> [WORK INSTRUCTION] Write each entry out again, exactly as it is written.

Records from a data collection:
'''
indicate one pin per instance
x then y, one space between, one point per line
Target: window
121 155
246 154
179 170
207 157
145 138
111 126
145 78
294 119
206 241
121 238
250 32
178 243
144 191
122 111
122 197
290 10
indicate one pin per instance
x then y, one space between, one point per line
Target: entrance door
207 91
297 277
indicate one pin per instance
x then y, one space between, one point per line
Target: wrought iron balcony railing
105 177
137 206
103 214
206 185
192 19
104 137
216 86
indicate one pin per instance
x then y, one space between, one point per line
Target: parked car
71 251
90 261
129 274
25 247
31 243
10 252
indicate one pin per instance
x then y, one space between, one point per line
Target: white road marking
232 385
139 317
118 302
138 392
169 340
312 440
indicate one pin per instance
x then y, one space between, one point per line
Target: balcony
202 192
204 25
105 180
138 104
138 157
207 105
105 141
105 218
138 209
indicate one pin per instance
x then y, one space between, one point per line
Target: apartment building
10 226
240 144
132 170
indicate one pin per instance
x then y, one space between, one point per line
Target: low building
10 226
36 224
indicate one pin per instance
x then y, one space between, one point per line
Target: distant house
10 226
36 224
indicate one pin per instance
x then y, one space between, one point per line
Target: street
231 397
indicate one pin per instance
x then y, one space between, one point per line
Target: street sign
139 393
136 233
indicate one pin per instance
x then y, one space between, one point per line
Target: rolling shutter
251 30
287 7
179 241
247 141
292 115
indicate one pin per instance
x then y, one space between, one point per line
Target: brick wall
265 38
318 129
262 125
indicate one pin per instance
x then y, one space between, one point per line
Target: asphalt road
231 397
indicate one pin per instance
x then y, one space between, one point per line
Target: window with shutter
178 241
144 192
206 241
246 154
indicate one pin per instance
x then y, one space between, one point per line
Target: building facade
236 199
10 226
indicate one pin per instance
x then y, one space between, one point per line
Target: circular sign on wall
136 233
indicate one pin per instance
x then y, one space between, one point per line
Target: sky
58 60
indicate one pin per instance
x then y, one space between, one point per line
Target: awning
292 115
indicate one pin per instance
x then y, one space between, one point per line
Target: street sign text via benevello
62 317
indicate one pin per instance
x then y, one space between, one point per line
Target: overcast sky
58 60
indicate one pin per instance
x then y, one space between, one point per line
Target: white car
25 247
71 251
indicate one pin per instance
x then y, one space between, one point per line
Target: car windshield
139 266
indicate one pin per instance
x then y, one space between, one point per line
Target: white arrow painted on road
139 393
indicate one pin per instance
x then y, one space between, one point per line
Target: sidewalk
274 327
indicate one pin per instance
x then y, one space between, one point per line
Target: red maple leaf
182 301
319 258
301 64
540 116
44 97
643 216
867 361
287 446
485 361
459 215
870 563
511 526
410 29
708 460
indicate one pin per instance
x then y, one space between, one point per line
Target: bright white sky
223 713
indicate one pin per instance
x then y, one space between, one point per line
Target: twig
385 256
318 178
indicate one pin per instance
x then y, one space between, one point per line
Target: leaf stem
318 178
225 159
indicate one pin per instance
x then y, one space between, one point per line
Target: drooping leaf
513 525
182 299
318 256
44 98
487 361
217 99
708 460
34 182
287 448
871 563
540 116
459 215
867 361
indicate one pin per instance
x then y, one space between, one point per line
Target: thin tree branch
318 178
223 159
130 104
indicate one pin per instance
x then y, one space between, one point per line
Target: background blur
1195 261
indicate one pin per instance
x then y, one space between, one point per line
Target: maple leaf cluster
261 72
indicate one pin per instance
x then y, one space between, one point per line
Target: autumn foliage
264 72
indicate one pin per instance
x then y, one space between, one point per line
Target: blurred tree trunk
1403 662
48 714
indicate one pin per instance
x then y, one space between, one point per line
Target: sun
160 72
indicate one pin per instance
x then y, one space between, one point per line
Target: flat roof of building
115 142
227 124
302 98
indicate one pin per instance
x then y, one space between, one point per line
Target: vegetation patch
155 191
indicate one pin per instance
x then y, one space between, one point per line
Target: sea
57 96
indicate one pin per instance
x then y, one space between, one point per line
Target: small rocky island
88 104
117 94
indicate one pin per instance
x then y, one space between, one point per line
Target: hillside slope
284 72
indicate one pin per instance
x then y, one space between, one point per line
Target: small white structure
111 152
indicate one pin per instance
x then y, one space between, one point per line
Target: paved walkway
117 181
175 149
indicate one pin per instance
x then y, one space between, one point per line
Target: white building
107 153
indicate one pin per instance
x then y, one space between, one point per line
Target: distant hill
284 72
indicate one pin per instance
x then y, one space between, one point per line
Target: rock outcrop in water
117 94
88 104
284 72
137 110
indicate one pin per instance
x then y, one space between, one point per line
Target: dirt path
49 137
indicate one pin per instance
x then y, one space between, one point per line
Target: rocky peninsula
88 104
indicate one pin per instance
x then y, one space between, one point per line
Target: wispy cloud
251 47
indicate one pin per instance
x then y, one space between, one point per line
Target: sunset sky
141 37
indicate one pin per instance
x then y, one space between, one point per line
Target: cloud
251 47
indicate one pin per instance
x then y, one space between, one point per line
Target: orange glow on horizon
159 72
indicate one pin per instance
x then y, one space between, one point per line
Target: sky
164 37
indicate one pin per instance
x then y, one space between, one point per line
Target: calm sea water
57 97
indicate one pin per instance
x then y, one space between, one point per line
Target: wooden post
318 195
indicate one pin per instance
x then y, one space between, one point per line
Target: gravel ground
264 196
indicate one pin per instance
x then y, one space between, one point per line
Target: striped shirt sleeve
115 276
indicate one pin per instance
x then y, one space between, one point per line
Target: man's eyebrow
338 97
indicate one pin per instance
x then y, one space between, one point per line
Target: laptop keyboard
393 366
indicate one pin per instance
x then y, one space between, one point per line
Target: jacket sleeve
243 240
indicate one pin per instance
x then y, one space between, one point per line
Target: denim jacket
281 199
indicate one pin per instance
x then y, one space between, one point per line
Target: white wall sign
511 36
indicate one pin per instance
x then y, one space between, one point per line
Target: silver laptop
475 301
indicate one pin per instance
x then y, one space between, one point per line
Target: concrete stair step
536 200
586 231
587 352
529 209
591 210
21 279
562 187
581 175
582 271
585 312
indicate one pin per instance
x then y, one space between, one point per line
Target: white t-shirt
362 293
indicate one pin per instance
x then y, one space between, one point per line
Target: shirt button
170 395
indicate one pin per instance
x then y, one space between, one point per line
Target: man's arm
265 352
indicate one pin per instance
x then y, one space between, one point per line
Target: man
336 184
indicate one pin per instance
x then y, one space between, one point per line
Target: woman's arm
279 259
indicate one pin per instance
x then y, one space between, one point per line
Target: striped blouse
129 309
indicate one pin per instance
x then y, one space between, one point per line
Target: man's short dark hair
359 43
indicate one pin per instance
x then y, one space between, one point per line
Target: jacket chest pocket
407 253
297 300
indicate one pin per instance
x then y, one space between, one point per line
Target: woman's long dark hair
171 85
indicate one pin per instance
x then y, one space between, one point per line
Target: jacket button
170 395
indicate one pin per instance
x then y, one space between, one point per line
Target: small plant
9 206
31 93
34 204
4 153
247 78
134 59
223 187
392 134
'''
> [ANSWER BELOW]
indicate one pin per instance
x then y, one space between, one point per line
Target: window
121 155
246 154
179 170
207 157
145 138
111 126
145 78
294 119
206 241
121 238
250 32
178 243
144 191
122 111
122 197
290 10
indicate one pin per instance
x then y, one space between, one point per line
Target: entrance door
207 91
297 277
indicate one pin per instance
x then y, one space between, one point per line
Target: wrought iron balcony railing
105 177
137 206
103 214
206 185
192 19
104 137
216 86
indicate one pin per instance
x then y, one space between, one point per line
Target: parked car
71 251
90 261
129 274
25 247
31 243
10 252
indicate one pin per instance
x then y, one space between, one point per line
Target: white road marking
232 385
139 317
118 302
138 392
169 340
312 440
indicate one pin per instance
x then y, one space between, one point per line
Target: balcony
202 192
204 25
105 180
138 104
138 157
207 105
105 141
105 218
138 209
indicate one pin per instance
x then y, one space between, one point per line
Target: apartment building
10 226
240 144
132 170
indicate one pin per instance
x then y, one space between, one point per line
Target: low building
10 226
36 224
indicate one pin per instance
x then y, one space between, one point per line
Target: distant house
10 226
36 224
indicate one pin per instance
x then y, one space between, one point per line
Target: street
231 397
indicate one pin per instance
x then y, one space between, one point per line
Target: street sign
139 393
136 233
indicate one pin per instance
x then y, one space between, one point per line
Target: rolling shutter
251 30
287 7
179 241
247 141
292 115
indicate one pin per instance
x then y, one space between, one point per line
Target: brick wall
265 38
318 129
262 125
indicate one pin per instance
x then y, one space between, one point per line
Target: asphalt road
231 397
indicate one pin per instance
x then y, one space between, one point per line
Target: window with shutter
178 241
144 192
206 241
246 154
indicate one pin per instance
x then y, one space between, one point per line
Target: building facade
236 199
10 226
indicate one pin per instance
x then y, one space between, one point per line
Target: circular sign on wall
136 233
indicate one pin per instance
x then y, one space between, one point per line
Target: sky
58 60
indicate one pin per instance
x then y, one space between, one point per line
Target: awning
292 115
indicate one pin per instance
x then y, one space between, one point per line
Target: street sign text via benevello
62 317
indicate one pin per instance
x then y, one space between, one point per line
Target: overcast sky
58 60
indicate one pin per instance
x then y, one space between, one point per line
Target: white car
25 247
71 251
indicate one pin per instance
x then y, one space between, one point per line
Target: car windshield
139 266
indicate one pin per instance
x then y, one space between, one point per line
Target: white arrow painted on road
139 393
indicate one pin per instance
x then y, one space between, one point per line
Target: sidewalk
274 327
indicate one pin per instance
x then y, one space between, one point per line
Target: red maple leaf
182 301
319 258
301 64
540 116
44 97
643 216
867 361
287 446
485 361
459 215
870 563
511 526
410 29
708 460
indicate one pin per instance
x then y, one space between, one point per line
Target: bright white sky
223 713
indicate one pin per instance
x then y, one space between, one point per line
Target: twig
385 256
318 178
indicate one pin per instance
x then y, one space between, one point per line
Target: leaf stem
318 178
225 159
indicate one pin per instance
x then y, one space between, one point per line
Target: drooping leaf
513 525
182 299
318 256
44 98
487 361
217 99
708 460
34 182
287 448
871 563
540 116
459 215
867 361
indicate one pin per instance
x then y, one space between, one point per line
Target: thin tree branch
318 178
223 159
130 104
indicate one pin per instance
x then y, one space between, one point per line
Target: background blur
1195 261
indicate one pin per instance
x then y, one space between, one point per line
Target: maple leaf cluster
261 72
indicate one pin per instance
x then y, one space between, one point per line
Target: autumn foliage
264 72
indicate one pin per instance
x then y, one space between, one point per line
Target: blurred tree trunk
1403 662
48 714
indicate one pin per instance
x then y, one space between, one point per line
Target: sun
160 72
indicate one pin per instance
x then y, one space between, one point per line
Target: flat roof of building
115 142
227 124
302 98
indicate one pin per instance
x then y, one space between, one point per line
Target: vegetation patch
155 191
indicate one pin per instance
x then y, one space between, one point per line
Target: sea
57 96
indicate one pin per instance
x then y, one space between, one point per line
Target: small rocky island
88 104
117 94
indicate one pin per instance
x then y, one space between, one point per line
Target: hillside slope
284 72
indicate one pin per instance
x then y, one space between, one point per line
Target: small white structure
111 152
indicate one pin per instance
x then y, one space between, one point per line
Target: paved walkway
117 181
175 149
indicate one pin per instance
x then y, one space between, one point per line
Target: white building
107 153
indicate one pin per instance
x then y, one space between, one point per line
Target: distant hill
284 72
indicate one pin per instance
x then y, one space between, one point per line
Target: rock outcrop in water
117 94
88 104
284 72
137 110
indicate one pin per instance
x then y, one space between, one point per line
Target: dirt path
49 137
indicate one pin per instance
x then y, one space between, one point per line
Target: rocky peninsula
88 104
indicate one pin per instance
x then y, one space between, one point per line
Target: wispy cloud
251 47
indicate one pin per instance
x then y, one space between, one point per line
Target: sunset sky
141 37
indicate one pin per instance
x then y, one space between, one point per line
Target: cloud
251 47
indicate one pin per instance
x then y, one space between, one point per line
Target: orange glow on horizon
159 72
indicate one pin per instance
x then y, one space between, one point per line
Target: sky
164 37
indicate one pin per instance
x then y, one space between, one point per line
Target: calm sea water
57 97
indicate one pin per instance
x then y, one space between, one point per line
Target: wooden post
318 195
indicate one pin per instance
x then y, one space between, one point per line
Target: gravel ground
264 196
indicate one pin per instance
x then y, one space between, one point per line
Target: striped shirt sleeve
115 276
indicate one pin per instance
x then y, one space between, one point per line
Target: man's eyebrow
338 97
indicate one pin per instance
x then y, one space between, one point per line
Target: laptop keyboard
393 366
indicate one pin per instance
x then y, one space between, one point per line
Target: jacket sleeve
243 240
indicate one pin per instance
x then y, one space between, one point per line
Target: denim jacket
281 199
indicate one pin per instance
x then y, one space between, one point per line
Target: white wall sign
511 36
indicate one pin per instance
x then y, one space between, one point per line
Target: silver laptop
475 301
indicate one pin per instance
x then y, one space between, one point per line
Target: concrete stair step
536 200
586 231
587 352
529 209
591 210
21 279
562 187
581 175
582 271
585 312
indicate one pin per instance
x then y, one space between, one point per line
Target: white t-shirt
362 293
indicate one pin per instance
x then y, one space between, one point per line
Target: shirt button
170 395
indicate one pin per instance
x then y, one space between, one point per line
Target: man's arm
265 352
indicate one pin per instance
x then y, one space between, one point per line
Target: man
336 184
indicate one pin per instance
x then y, one space between, one point per line
Target: woman's arm
279 259
indicate one pin per instance
x then y, one space between, one point per line
Target: striped blouse
129 309
indicate one pin per instance
x then y, one space between, one point per line
Target: man's short dark hair
359 43
indicate one pin per instance
x then y, one space between, one point per line
Target: jacket chest pocket
407 253
297 300
indicate one pin per instance
x then y, one space between, one point per line
Target: woman's long dark hair
171 85
indicate one pin per instance
x then y, one space between, one point per line
Target: jacket button
170 395
indicate one pin per instance
x then y, one space between, one point per line
Target: small plant
9 206
31 93
34 204
4 153
247 78
134 59
223 187
392 134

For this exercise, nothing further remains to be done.